What is being asked:
For all of the material below, write each answer as a JSON list of strings, with one string per line and blank lines omitted.
- - - - -
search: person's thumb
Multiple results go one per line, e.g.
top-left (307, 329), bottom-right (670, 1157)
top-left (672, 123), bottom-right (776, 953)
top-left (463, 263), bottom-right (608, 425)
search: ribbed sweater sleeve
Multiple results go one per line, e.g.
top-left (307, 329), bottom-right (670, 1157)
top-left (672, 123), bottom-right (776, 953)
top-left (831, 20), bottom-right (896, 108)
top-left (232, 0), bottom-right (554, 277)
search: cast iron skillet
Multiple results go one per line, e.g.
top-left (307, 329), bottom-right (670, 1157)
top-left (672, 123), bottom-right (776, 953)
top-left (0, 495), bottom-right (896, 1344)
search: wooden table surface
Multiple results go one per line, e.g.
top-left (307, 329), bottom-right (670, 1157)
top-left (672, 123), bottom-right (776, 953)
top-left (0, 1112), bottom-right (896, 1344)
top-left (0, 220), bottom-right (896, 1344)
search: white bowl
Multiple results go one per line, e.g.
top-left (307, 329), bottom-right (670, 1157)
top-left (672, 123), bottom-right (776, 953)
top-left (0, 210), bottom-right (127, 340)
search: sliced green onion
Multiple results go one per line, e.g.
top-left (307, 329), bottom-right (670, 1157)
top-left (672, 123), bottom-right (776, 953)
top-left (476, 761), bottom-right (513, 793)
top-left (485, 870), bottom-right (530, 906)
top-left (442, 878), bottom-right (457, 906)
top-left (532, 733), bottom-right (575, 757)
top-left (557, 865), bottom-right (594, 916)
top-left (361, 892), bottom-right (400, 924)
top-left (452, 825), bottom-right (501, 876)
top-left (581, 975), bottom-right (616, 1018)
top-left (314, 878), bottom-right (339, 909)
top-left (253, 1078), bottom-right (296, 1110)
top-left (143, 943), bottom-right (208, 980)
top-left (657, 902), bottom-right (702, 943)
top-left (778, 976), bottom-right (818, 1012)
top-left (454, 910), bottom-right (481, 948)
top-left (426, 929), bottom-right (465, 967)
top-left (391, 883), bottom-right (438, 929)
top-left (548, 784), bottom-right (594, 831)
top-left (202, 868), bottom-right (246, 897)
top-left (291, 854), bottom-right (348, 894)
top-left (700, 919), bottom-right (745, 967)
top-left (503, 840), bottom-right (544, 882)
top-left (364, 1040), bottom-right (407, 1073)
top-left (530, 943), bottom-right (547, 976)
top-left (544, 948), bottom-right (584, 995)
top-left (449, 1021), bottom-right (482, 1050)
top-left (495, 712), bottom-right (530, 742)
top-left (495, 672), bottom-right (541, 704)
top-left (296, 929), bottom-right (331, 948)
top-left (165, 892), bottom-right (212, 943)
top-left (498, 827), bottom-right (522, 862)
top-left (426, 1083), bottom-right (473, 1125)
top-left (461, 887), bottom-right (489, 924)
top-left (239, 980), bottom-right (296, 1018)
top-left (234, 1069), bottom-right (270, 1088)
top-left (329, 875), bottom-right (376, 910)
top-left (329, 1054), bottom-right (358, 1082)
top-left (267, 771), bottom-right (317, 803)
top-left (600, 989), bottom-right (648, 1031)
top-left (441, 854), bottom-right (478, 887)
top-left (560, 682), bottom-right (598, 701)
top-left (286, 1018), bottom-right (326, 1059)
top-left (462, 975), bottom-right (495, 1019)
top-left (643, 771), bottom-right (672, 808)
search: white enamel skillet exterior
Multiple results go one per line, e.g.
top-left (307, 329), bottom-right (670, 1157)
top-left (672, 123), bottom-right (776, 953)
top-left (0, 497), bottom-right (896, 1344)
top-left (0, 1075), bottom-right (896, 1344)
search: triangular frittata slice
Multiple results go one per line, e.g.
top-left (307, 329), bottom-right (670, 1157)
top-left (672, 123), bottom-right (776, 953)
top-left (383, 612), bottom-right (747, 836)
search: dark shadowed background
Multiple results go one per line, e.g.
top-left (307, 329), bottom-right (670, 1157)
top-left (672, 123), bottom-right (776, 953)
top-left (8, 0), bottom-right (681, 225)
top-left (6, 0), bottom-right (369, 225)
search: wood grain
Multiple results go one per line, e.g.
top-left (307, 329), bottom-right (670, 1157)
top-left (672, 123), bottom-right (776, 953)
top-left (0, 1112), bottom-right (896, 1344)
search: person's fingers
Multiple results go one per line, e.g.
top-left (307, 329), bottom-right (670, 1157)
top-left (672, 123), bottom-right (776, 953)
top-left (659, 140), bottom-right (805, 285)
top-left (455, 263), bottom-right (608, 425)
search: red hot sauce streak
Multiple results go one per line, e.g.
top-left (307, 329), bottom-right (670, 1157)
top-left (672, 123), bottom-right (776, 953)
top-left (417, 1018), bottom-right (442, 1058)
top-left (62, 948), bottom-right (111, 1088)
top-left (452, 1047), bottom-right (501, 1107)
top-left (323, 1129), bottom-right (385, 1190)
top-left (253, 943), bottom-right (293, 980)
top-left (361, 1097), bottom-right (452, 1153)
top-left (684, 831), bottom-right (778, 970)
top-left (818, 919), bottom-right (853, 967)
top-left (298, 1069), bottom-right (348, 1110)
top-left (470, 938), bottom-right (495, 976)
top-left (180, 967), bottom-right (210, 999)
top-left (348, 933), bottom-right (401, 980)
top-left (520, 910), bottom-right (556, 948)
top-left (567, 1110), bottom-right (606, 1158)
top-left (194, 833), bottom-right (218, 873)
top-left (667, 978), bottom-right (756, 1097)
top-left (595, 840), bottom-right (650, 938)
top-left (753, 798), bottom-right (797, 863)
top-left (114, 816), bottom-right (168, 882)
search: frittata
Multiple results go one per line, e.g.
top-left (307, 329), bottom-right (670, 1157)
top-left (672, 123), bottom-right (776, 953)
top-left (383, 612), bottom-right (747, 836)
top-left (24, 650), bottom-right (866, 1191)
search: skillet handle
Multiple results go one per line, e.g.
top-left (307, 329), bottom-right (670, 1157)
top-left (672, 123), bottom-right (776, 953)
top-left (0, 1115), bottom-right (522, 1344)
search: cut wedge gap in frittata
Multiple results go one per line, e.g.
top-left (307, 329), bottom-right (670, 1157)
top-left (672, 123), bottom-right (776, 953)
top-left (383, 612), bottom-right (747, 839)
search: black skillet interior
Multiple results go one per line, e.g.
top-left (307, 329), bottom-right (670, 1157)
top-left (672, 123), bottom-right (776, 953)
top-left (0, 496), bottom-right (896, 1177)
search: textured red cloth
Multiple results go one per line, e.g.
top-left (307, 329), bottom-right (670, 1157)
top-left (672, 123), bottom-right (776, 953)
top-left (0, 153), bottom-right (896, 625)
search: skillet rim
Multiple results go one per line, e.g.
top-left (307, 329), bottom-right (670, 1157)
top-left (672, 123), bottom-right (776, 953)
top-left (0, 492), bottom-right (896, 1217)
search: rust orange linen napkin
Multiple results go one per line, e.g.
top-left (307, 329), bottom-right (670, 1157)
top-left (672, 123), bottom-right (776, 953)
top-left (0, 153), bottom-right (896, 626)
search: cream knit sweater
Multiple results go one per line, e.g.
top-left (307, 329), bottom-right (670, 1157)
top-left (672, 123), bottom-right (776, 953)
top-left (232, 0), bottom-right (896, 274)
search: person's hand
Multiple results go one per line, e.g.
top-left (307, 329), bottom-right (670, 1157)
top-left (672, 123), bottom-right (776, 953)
- - - - -
Task solution:
[
  "search: person's thumb",
  "Multiple results go one per line, e.g.",
  "top-left (307, 329), bottom-right (670, 1157)",
  "top-left (672, 123), bottom-right (776, 953)",
  "top-left (463, 263), bottom-right (608, 425)",
  "search: ribbed sweater sleeve",
  "Multiple results go one per line, e.g.",
  "top-left (307, 329), bottom-right (670, 1157)",
  "top-left (672, 123), bottom-right (776, 953)",
  "top-left (831, 20), bottom-right (896, 108)",
  "top-left (232, 0), bottom-right (554, 277)",
  "search: cast iron skillet",
  "Multiple results go one per line, e.g.",
  "top-left (307, 329), bottom-right (670, 1157)",
  "top-left (672, 123), bottom-right (776, 953)",
  "top-left (0, 495), bottom-right (896, 1344)",
  "search: wooden table surface",
  "Multiple results go one per line, e.g.",
  "top-left (307, 329), bottom-right (670, 1157)",
  "top-left (672, 123), bottom-right (776, 953)",
  "top-left (0, 1112), bottom-right (896, 1344)",
  "top-left (0, 220), bottom-right (896, 1344)",
  "search: white bowl",
  "Multiple results go one per line, e.g.",
  "top-left (307, 329), bottom-right (670, 1157)",
  "top-left (672, 123), bottom-right (776, 953)",
  "top-left (0, 210), bottom-right (127, 340)",
  "search: sliced green onion",
  "Multiple results go one per line, e.g.",
  "top-left (307, 329), bottom-right (670, 1157)",
  "top-left (672, 123), bottom-right (776, 953)",
  "top-left (476, 761), bottom-right (513, 793)",
  "top-left (485, 870), bottom-right (530, 906)",
  "top-left (442, 878), bottom-right (457, 906)",
  "top-left (532, 733), bottom-right (575, 757)",
  "top-left (557, 865), bottom-right (594, 916)",
  "top-left (361, 892), bottom-right (400, 924)",
  "top-left (452, 825), bottom-right (501, 876)",
  "top-left (581, 975), bottom-right (616, 1018)",
  "top-left (314, 878), bottom-right (339, 909)",
  "top-left (253, 1078), bottom-right (296, 1110)",
  "top-left (143, 943), bottom-right (208, 980)",
  "top-left (657, 902), bottom-right (702, 943)",
  "top-left (778, 976), bottom-right (818, 1012)",
  "top-left (454, 910), bottom-right (481, 948)",
  "top-left (426, 929), bottom-right (465, 967)",
  "top-left (391, 883), bottom-right (438, 929)",
  "top-left (548, 784), bottom-right (594, 831)",
  "top-left (202, 868), bottom-right (246, 897)",
  "top-left (291, 854), bottom-right (348, 894)",
  "top-left (700, 919), bottom-right (745, 967)",
  "top-left (503, 840), bottom-right (544, 882)",
  "top-left (364, 1040), bottom-right (407, 1073)",
  "top-left (530, 943), bottom-right (547, 976)",
  "top-left (544, 948), bottom-right (584, 995)",
  "top-left (449, 1021), bottom-right (482, 1050)",
  "top-left (495, 712), bottom-right (530, 742)",
  "top-left (495, 672), bottom-right (541, 704)",
  "top-left (296, 929), bottom-right (331, 948)",
  "top-left (165, 892), bottom-right (212, 943)",
  "top-left (498, 827), bottom-right (522, 862)",
  "top-left (426, 1083), bottom-right (473, 1125)",
  "top-left (461, 887), bottom-right (489, 924)",
  "top-left (239, 980), bottom-right (296, 1018)",
  "top-left (234, 1069), bottom-right (270, 1088)",
  "top-left (329, 875), bottom-right (376, 910)",
  "top-left (329, 1054), bottom-right (358, 1082)",
  "top-left (267, 771), bottom-right (317, 803)",
  "top-left (600, 989), bottom-right (648, 1031)",
  "top-left (441, 854), bottom-right (478, 887)",
  "top-left (560, 682), bottom-right (598, 701)",
  "top-left (286, 1018), bottom-right (326, 1059)",
  "top-left (462, 975), bottom-right (495, 1019)",
  "top-left (643, 771), bottom-right (672, 808)",
  "search: white enamel skillet exterior",
  "Multiple results go one per line, e.g.",
  "top-left (307, 329), bottom-right (670, 1157)",
  "top-left (672, 123), bottom-right (776, 953)",
  "top-left (0, 497), bottom-right (896, 1344)",
  "top-left (0, 1075), bottom-right (896, 1344)",
  "search: triangular frittata slice",
  "Multiple results go one per line, e.g.",
  "top-left (307, 329), bottom-right (670, 1157)",
  "top-left (672, 123), bottom-right (776, 953)",
  "top-left (383, 612), bottom-right (747, 836)",
  "search: dark shadowed background",
  "Multiple results go one per line, e.g.",
  "top-left (307, 329), bottom-right (670, 1157)",
  "top-left (672, 123), bottom-right (776, 953)",
  "top-left (8, 0), bottom-right (681, 225)",
  "top-left (6, 0), bottom-right (369, 225)",
  "search: wood grain",
  "Multiple results go one per line, e.g.",
  "top-left (307, 329), bottom-right (670, 1157)",
  "top-left (672, 123), bottom-right (776, 953)",
  "top-left (0, 1112), bottom-right (896, 1344)",
  "search: person's fingers",
  "Multiple results go one per line, e.g.",
  "top-left (307, 329), bottom-right (670, 1157)",
  "top-left (672, 123), bottom-right (776, 953)",
  "top-left (659, 140), bottom-right (805, 285)",
  "top-left (455, 263), bottom-right (608, 425)",
  "search: red hot sauce streak",
  "Multiple results go one per line, e.g.",
  "top-left (307, 329), bottom-right (670, 1157)",
  "top-left (672, 123), bottom-right (776, 953)",
  "top-left (417, 1018), bottom-right (442, 1058)",
  "top-left (62, 948), bottom-right (111, 1088)",
  "top-left (452, 1047), bottom-right (501, 1107)",
  "top-left (323, 1129), bottom-right (385, 1190)",
  "top-left (253, 943), bottom-right (293, 980)",
  "top-left (361, 1097), bottom-right (452, 1153)",
  "top-left (684, 831), bottom-right (778, 970)",
  "top-left (818, 919), bottom-right (853, 967)",
  "top-left (298, 1069), bottom-right (348, 1110)",
  "top-left (470, 938), bottom-right (495, 976)",
  "top-left (180, 967), bottom-right (210, 999)",
  "top-left (348, 933), bottom-right (401, 980)",
  "top-left (520, 910), bottom-right (556, 948)",
  "top-left (567, 1110), bottom-right (606, 1158)",
  "top-left (194, 833), bottom-right (218, 873)",
  "top-left (667, 978), bottom-right (756, 1097)",
  "top-left (595, 840), bottom-right (650, 938)",
  "top-left (753, 798), bottom-right (797, 863)",
  "top-left (114, 816), bottom-right (168, 882)",
  "search: frittata",
  "Multiple results go one per line, e.g.",
  "top-left (307, 329), bottom-right (670, 1157)",
  "top-left (672, 123), bottom-right (776, 953)",
  "top-left (383, 612), bottom-right (747, 836)",
  "top-left (24, 650), bottom-right (866, 1191)",
  "search: skillet handle",
  "Multiple results go one per line, e.g.",
  "top-left (307, 329), bottom-right (670, 1157)",
  "top-left (672, 123), bottom-right (776, 953)",
  "top-left (0, 1115), bottom-right (522, 1344)",
  "search: cut wedge gap in frittata",
  "Multiple results go one per line, e.g.",
  "top-left (307, 329), bottom-right (670, 1157)",
  "top-left (672, 123), bottom-right (776, 953)",
  "top-left (383, 612), bottom-right (747, 839)",
  "search: black skillet interior",
  "Multiple results go one per line, e.g.",
  "top-left (307, 329), bottom-right (670, 1157)",
  "top-left (672, 123), bottom-right (776, 953)",
  "top-left (0, 496), bottom-right (896, 1177)",
  "search: textured red cloth",
  "Multiple results go one per line, e.g.",
  "top-left (307, 329), bottom-right (670, 1157)",
  "top-left (672, 123), bottom-right (776, 953)",
  "top-left (0, 153), bottom-right (896, 625)",
  "search: skillet rim",
  "Multiple results go one per line, e.g.",
  "top-left (307, 329), bottom-right (670, 1157)",
  "top-left (672, 123), bottom-right (776, 953)",
  "top-left (0, 492), bottom-right (896, 1217)",
  "search: rust orange linen napkin",
  "Multiple results go one per line, e.g.",
  "top-left (307, 329), bottom-right (670, 1157)",
  "top-left (672, 123), bottom-right (776, 953)",
  "top-left (0, 153), bottom-right (896, 626)",
  "search: cream knit sweater",
  "Multiple results go one per line, e.g.",
  "top-left (307, 329), bottom-right (670, 1157)",
  "top-left (672, 123), bottom-right (776, 953)",
  "top-left (232, 0), bottom-right (896, 274)",
  "search: person's hand",
  "Multiple results go one per line, e.g.",
  "top-left (307, 329), bottom-right (670, 1157)",
  "top-left (672, 123), bottom-right (776, 953)"
]